:: What needs to be done ::
Once the line containing "Please annotate the horse's ear" is found in the entries below, restate it and each following line word for word, stopping after the line containing "Please annotate the halter cheek".

:: Excerpted data ::
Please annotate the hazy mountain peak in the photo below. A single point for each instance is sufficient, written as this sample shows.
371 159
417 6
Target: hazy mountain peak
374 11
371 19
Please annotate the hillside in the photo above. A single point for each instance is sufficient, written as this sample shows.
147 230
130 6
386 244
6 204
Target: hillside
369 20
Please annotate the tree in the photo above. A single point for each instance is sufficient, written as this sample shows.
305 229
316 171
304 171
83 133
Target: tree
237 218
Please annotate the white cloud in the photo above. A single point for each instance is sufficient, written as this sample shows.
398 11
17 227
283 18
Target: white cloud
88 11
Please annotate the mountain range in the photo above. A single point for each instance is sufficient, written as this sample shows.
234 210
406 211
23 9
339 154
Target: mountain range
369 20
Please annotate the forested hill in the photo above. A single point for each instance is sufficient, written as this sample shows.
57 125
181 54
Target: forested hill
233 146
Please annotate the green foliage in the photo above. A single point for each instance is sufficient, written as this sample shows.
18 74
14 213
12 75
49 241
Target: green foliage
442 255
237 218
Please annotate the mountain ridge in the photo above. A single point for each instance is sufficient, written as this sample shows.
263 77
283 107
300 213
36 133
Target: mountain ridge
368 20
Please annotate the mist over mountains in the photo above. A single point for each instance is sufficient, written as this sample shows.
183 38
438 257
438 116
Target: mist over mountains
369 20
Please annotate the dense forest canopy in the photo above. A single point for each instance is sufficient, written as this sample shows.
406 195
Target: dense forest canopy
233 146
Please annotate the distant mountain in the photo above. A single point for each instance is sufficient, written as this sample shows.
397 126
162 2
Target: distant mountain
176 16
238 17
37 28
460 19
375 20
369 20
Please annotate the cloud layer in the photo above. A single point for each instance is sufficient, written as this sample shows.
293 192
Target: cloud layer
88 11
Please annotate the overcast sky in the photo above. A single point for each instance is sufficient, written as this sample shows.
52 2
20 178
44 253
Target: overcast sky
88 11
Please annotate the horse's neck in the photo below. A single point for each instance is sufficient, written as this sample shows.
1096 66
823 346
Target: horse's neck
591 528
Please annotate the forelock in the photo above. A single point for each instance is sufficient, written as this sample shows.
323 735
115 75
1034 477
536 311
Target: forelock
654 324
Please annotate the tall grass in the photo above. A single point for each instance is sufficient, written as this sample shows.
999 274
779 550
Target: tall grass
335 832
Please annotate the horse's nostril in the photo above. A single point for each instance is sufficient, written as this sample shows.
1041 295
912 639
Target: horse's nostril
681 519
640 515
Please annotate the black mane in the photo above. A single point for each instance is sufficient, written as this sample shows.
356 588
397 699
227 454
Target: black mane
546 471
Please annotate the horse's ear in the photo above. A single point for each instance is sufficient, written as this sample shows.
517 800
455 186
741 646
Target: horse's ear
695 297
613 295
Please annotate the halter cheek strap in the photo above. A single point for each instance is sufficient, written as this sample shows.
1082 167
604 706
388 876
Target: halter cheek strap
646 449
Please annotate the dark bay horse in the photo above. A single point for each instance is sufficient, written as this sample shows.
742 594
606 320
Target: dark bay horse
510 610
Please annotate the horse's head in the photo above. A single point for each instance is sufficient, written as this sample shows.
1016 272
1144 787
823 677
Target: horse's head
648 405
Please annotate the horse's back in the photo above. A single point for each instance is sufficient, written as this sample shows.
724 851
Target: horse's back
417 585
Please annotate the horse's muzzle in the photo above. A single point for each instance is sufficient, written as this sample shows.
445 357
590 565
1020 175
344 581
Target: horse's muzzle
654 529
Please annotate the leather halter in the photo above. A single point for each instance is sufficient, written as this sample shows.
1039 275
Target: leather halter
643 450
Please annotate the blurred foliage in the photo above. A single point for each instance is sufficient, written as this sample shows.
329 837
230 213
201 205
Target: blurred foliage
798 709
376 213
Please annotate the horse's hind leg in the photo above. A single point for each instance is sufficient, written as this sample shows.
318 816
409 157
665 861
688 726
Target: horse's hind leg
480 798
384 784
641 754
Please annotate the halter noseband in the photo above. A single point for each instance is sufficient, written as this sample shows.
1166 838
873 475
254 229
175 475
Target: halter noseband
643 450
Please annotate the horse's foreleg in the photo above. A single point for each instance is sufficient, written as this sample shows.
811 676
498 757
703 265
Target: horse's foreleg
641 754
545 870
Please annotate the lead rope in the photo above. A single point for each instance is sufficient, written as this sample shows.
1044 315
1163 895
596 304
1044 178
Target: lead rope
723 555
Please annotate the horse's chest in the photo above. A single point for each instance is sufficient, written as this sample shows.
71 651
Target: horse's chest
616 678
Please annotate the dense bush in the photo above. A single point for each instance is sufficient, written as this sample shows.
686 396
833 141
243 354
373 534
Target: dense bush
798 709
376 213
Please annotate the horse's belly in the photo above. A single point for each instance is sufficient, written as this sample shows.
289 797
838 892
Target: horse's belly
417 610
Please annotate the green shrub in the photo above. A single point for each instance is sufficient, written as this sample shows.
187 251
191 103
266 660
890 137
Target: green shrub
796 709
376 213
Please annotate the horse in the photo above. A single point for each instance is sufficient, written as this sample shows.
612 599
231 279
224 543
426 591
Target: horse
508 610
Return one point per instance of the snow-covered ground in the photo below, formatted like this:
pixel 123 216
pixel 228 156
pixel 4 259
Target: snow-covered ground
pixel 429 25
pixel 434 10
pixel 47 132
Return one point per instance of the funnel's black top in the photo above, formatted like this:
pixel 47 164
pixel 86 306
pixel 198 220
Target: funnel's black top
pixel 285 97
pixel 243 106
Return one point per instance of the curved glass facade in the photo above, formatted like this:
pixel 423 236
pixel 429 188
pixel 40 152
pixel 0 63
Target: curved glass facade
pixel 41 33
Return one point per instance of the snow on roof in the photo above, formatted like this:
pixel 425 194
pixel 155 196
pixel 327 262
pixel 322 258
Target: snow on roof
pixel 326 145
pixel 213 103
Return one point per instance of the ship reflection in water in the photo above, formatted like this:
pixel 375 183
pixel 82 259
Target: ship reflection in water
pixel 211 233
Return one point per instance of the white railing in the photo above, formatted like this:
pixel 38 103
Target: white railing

:: The answer ::
Please annotate the horse's ear in the photo above. A single point for each instance is sufficient, written as this sample shows.
517 800
455 186
741 646
Target: horse's ear
695 297
613 295
Please annotate the halter cheek strap in the photo above. A single point for each instance is sufficient, written as this sample shows.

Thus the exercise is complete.